REQUIRED WORK:
Can you arrange the part of the records that opens with the line containing "Task: annotation of the tree" and runs to the end of the records as a numbered list, with blank lines left out?

DATA:
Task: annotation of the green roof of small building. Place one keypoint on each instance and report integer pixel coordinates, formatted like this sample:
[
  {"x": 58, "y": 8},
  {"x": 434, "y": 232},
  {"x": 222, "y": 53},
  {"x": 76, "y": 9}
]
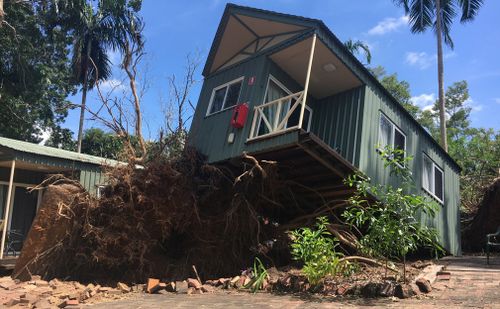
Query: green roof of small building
[{"x": 36, "y": 149}]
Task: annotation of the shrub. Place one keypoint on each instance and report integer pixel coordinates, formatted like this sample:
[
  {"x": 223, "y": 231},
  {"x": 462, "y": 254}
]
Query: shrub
[
  {"x": 316, "y": 249},
  {"x": 392, "y": 228}
]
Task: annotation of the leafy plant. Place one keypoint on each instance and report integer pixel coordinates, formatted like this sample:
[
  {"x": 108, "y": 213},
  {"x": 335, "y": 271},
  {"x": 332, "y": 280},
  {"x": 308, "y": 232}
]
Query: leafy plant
[
  {"x": 316, "y": 249},
  {"x": 392, "y": 228},
  {"x": 260, "y": 274}
]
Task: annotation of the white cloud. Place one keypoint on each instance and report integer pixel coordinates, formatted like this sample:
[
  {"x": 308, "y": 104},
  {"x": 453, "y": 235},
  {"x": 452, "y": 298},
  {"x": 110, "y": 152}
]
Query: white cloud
[
  {"x": 388, "y": 25},
  {"x": 425, "y": 101},
  {"x": 423, "y": 60},
  {"x": 475, "y": 106},
  {"x": 420, "y": 59}
]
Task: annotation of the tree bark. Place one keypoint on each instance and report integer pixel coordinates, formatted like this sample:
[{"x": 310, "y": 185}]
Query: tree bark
[
  {"x": 84, "y": 98},
  {"x": 442, "y": 117},
  {"x": 1, "y": 12}
]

SOLUTION FOR THIS PROBLEM:
1. Task: annotation of the tree bark. Place one keypoint on each instance and report integer pixel coordinates, formatted like this sample:
2. [{"x": 310, "y": 185}]
3. Query: tree bark
4. [
5.   {"x": 84, "y": 98},
6.   {"x": 442, "y": 117},
7.   {"x": 1, "y": 12}
8. ]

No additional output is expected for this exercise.